- _Exercise_
Nothing is to be left out; print all the entries exactly.
———
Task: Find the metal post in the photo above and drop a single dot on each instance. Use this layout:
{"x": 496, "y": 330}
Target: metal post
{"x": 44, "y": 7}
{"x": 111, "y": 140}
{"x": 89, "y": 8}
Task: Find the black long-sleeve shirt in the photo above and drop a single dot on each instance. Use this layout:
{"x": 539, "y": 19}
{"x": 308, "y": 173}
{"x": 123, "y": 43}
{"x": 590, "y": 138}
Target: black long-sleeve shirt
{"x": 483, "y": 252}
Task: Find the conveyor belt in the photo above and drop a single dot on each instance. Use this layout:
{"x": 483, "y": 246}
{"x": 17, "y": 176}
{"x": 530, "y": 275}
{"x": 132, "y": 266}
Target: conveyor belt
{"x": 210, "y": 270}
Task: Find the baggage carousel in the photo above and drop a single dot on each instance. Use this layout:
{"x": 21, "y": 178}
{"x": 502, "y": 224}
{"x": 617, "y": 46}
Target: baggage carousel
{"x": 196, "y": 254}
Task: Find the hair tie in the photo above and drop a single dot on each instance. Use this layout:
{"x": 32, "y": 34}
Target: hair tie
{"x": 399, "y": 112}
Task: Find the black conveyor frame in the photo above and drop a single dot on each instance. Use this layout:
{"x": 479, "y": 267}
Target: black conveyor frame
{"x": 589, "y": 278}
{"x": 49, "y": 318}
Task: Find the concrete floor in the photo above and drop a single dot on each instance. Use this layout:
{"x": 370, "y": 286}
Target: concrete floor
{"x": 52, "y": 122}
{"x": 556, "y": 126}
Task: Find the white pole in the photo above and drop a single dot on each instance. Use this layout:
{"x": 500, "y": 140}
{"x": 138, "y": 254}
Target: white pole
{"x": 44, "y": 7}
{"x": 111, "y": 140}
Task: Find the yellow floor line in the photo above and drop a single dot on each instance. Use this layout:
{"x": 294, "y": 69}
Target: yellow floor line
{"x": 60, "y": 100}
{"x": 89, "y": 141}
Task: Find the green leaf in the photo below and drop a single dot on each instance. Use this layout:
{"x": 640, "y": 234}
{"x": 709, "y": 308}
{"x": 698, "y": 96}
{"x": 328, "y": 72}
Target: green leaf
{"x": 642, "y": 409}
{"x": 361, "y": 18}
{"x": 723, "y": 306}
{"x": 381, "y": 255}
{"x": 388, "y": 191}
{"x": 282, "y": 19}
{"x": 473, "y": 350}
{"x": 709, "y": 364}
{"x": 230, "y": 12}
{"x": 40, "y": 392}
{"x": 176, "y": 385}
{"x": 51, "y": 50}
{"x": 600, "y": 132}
———
- _Problem solution_
Task: Find the metal post in the photo above and drop a single dot on each instance. Use this layout:
{"x": 496, "y": 330}
Target: metal post
{"x": 44, "y": 7}
{"x": 111, "y": 140}
{"x": 89, "y": 8}
Task: Find the black long-sleeve shirt in the photo above and drop a single dot on each instance. Use this layout:
{"x": 539, "y": 19}
{"x": 308, "y": 173}
{"x": 123, "y": 43}
{"x": 590, "y": 138}
Target: black long-sleeve shirt
{"x": 483, "y": 252}
Task: Find the conveyor belt in the photo above and drop a single dot on each instance. Use this layout:
{"x": 483, "y": 246}
{"x": 17, "y": 176}
{"x": 530, "y": 275}
{"x": 132, "y": 266}
Target: conveyor belt
{"x": 210, "y": 270}
Task: Find the baggage carousel in the photo above and drop a single dot on each instance. Use this layout:
{"x": 21, "y": 178}
{"x": 502, "y": 224}
{"x": 617, "y": 46}
Target: baggage carousel
{"x": 196, "y": 254}
Task: Find the hair tie in the photo above and drop a single dot on each instance. Use this layout:
{"x": 32, "y": 34}
Target: hair tie
{"x": 399, "y": 112}
Task: Find the black conveyor frame in the photo above and drop a single dot on each instance. Use this layout:
{"x": 479, "y": 267}
Target: black conveyor frame
{"x": 589, "y": 278}
{"x": 49, "y": 318}
Task: Find the concrete floor in the photo above and drop a single dot on each instance. Use this layout:
{"x": 370, "y": 286}
Target: concrete floor
{"x": 52, "y": 122}
{"x": 556, "y": 126}
Task: Find the white pole in the photo above and drop a single dot on each instance. Use this layout:
{"x": 500, "y": 140}
{"x": 138, "y": 254}
Target: white pole
{"x": 44, "y": 7}
{"x": 111, "y": 140}
Task: Find the yellow floor line in the photo above and drop a single dot on each instance. Use this layout:
{"x": 294, "y": 69}
Target: yellow floor line
{"x": 60, "y": 100}
{"x": 89, "y": 141}
Task: Find the green leaf in the photo below and drop a single dot on each instance. Use this layout:
{"x": 640, "y": 234}
{"x": 709, "y": 308}
{"x": 698, "y": 96}
{"x": 328, "y": 72}
Target: green leaf
{"x": 642, "y": 409}
{"x": 361, "y": 18}
{"x": 723, "y": 306}
{"x": 381, "y": 255}
{"x": 388, "y": 191}
{"x": 282, "y": 19}
{"x": 473, "y": 350}
{"x": 709, "y": 364}
{"x": 230, "y": 12}
{"x": 40, "y": 392}
{"x": 176, "y": 385}
{"x": 51, "y": 50}
{"x": 600, "y": 132}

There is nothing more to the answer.